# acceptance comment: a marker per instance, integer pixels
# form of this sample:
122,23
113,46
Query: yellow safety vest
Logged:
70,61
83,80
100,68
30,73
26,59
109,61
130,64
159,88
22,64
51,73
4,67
============
* [PROMPT]: The whole listing above should be output again exactly.

* [EXERCISE RESULT]:
# acceptance comment: a marker per instance, integer pixels
# form of this sample:
122,23
113,46
Query: yellow safety vest
Logged:
70,61
83,80
100,68
30,73
26,59
109,61
130,64
159,88
22,64
51,73
4,67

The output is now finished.